# Recorded data:
+ + + + + + +

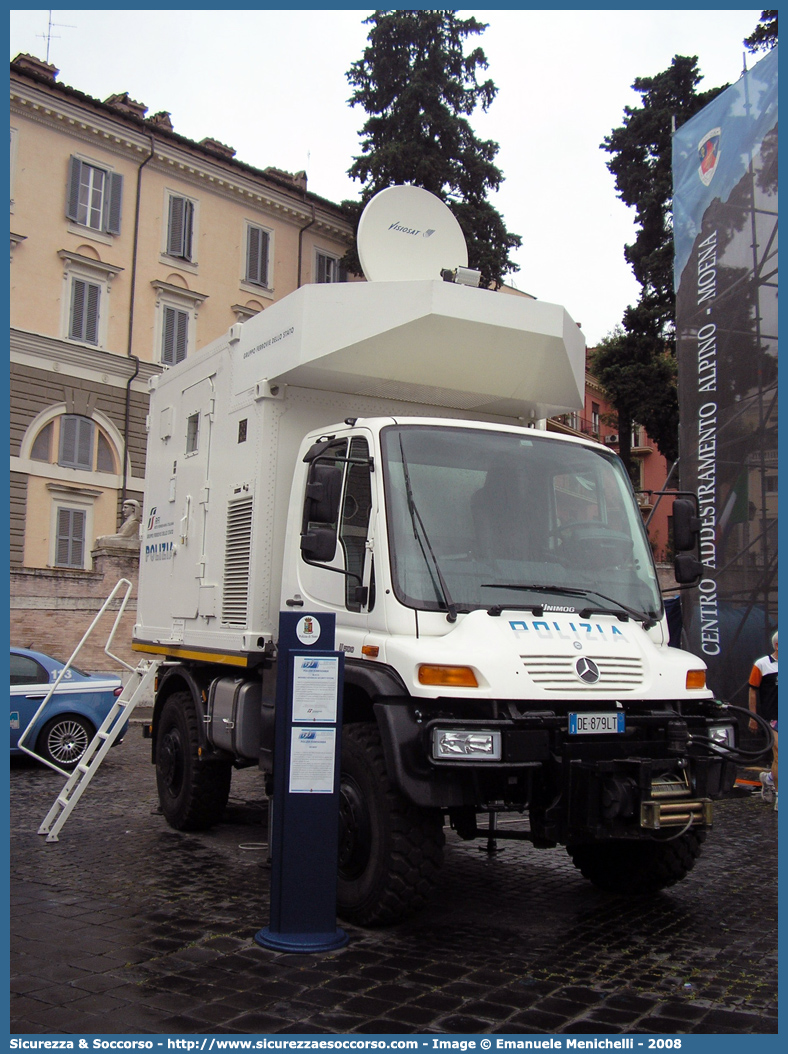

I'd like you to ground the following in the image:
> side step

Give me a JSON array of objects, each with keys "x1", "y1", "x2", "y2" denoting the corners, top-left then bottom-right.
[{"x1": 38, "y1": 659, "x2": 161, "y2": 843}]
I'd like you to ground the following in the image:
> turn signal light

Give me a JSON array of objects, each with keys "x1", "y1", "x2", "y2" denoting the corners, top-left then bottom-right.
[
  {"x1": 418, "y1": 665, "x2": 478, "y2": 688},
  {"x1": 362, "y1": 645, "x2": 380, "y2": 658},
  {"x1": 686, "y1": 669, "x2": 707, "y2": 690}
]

+ + + + + + +

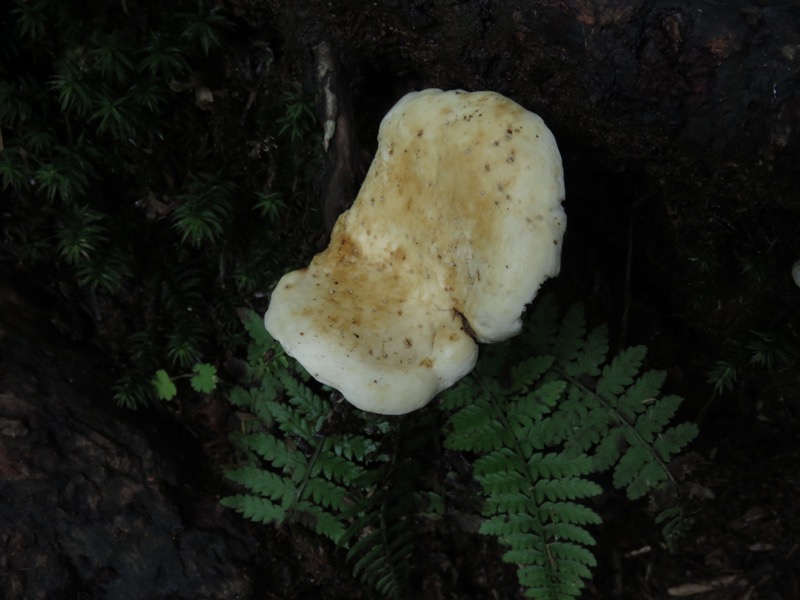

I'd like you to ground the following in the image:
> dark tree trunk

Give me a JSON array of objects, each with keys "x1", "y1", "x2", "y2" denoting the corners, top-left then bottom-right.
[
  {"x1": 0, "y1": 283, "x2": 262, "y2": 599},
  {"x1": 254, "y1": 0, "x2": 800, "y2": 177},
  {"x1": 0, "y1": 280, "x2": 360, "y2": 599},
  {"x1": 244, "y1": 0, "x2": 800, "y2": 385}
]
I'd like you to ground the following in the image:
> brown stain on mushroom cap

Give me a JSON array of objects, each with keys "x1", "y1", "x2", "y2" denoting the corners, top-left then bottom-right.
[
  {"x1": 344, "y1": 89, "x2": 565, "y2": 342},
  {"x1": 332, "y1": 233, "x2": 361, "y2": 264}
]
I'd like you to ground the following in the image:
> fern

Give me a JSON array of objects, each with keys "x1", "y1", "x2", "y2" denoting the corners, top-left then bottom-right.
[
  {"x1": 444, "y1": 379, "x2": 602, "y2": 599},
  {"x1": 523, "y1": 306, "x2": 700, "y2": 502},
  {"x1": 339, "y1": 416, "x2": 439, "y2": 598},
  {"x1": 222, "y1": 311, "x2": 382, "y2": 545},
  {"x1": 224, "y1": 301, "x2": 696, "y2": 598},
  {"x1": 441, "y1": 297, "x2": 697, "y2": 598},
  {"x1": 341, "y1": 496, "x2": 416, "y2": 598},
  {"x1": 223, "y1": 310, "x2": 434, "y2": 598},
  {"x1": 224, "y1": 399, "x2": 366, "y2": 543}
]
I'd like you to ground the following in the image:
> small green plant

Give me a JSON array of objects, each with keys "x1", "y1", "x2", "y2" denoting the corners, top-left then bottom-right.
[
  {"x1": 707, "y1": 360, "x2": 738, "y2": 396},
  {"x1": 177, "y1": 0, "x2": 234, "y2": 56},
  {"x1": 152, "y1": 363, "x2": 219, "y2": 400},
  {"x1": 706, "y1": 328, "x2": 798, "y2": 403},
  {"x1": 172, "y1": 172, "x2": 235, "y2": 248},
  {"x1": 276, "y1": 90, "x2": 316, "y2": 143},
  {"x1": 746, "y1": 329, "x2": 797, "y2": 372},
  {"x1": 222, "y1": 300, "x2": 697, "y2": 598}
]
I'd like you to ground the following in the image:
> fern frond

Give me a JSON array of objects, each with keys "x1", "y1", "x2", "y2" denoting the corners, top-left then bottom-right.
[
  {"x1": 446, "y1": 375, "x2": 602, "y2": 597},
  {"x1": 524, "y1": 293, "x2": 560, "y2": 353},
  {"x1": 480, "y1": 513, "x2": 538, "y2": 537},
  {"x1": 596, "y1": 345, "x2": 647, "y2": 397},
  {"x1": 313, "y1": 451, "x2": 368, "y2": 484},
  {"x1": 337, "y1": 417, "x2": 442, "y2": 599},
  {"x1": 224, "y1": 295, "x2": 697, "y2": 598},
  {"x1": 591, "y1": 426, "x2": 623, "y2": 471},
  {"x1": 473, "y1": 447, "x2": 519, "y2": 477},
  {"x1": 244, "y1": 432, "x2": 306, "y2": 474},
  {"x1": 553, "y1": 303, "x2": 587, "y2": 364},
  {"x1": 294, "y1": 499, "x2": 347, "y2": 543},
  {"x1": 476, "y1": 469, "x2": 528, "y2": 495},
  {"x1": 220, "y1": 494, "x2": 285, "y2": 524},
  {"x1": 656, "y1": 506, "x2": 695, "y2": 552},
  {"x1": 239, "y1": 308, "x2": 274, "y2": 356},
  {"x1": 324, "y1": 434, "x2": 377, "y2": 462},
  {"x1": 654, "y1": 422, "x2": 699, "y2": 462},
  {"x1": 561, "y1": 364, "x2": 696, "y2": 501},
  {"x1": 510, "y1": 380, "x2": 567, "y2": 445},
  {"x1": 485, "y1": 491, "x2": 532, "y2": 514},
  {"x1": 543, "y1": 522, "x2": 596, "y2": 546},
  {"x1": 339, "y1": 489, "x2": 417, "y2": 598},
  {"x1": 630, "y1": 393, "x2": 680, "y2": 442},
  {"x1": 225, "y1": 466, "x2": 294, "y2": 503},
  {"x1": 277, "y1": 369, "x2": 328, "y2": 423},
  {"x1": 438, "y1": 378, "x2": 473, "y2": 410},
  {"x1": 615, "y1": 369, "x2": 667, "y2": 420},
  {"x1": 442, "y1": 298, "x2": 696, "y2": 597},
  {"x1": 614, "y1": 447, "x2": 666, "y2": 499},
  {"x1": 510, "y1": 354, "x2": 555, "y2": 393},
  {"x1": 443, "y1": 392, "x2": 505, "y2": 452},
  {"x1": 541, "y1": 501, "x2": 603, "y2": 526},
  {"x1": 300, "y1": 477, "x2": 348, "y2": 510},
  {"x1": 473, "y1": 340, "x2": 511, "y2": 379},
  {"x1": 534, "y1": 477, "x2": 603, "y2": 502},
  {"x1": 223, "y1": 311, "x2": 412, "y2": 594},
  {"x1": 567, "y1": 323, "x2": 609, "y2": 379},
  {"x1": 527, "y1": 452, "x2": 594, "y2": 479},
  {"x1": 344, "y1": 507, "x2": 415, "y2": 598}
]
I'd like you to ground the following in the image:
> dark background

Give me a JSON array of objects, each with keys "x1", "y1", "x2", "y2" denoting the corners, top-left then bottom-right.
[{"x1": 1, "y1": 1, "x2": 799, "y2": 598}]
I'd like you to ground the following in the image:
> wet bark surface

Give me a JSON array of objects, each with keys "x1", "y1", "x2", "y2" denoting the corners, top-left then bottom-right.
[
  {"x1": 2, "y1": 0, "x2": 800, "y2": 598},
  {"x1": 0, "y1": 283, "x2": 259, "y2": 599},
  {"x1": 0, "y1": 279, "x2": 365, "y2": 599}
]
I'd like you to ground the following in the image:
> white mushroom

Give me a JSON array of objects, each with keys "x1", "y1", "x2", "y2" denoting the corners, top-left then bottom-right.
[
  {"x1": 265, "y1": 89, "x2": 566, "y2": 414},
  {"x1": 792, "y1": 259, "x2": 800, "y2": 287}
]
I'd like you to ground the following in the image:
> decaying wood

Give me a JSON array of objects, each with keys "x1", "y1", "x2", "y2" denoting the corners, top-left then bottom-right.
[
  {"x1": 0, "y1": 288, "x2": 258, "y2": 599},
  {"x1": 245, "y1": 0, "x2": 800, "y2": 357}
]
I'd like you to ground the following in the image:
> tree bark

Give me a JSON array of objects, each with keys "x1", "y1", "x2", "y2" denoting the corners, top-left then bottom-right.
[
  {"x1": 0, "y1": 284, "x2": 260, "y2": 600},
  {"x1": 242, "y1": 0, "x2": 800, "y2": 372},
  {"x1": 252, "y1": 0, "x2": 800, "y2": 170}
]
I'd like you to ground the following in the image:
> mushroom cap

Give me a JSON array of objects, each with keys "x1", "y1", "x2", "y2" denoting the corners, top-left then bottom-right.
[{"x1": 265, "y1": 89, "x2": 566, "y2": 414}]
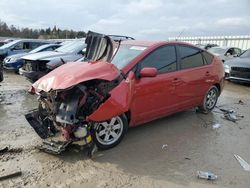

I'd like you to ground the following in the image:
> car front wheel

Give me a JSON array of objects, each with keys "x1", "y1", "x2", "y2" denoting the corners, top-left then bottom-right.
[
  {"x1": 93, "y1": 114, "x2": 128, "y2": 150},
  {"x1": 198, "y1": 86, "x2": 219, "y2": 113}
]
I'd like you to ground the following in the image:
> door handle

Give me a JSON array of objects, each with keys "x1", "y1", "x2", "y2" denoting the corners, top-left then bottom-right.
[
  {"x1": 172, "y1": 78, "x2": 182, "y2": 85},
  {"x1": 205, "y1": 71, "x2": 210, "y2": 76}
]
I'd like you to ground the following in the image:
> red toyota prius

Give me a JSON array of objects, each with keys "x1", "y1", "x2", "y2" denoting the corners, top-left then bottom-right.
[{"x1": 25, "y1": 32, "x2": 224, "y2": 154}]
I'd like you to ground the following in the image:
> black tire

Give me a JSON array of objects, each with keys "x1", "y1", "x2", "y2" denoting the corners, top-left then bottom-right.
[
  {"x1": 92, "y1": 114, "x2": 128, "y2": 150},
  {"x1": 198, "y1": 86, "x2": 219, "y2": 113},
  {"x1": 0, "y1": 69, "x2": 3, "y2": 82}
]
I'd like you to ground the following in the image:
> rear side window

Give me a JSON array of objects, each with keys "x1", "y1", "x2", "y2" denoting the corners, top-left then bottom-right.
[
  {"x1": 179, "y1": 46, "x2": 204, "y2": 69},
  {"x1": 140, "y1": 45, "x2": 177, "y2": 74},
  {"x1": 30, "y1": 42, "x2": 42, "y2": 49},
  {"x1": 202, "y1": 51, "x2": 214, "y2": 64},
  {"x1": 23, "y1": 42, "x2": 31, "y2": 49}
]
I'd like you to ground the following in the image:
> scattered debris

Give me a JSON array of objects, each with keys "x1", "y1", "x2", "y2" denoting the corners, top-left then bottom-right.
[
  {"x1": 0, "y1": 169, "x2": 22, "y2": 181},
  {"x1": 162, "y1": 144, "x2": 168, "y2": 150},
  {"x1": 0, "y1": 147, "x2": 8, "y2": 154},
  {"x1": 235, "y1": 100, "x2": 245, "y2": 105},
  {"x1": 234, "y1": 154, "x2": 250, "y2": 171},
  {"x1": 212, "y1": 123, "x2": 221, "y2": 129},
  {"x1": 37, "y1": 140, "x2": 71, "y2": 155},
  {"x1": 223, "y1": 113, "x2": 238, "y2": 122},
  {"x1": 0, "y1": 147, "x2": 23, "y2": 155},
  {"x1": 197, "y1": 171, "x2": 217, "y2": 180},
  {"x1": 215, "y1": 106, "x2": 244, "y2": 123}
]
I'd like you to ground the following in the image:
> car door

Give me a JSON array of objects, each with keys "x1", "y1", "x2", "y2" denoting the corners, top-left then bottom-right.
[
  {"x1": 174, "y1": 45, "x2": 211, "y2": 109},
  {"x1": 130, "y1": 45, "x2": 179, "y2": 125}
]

+ + + + + + +

# Task objective:
The answer consists of the lines above that include the word "mushroom", each copied exactly.

# Answer box:
> brown stain on mushroom cap
> white mushroom
> mushroom cap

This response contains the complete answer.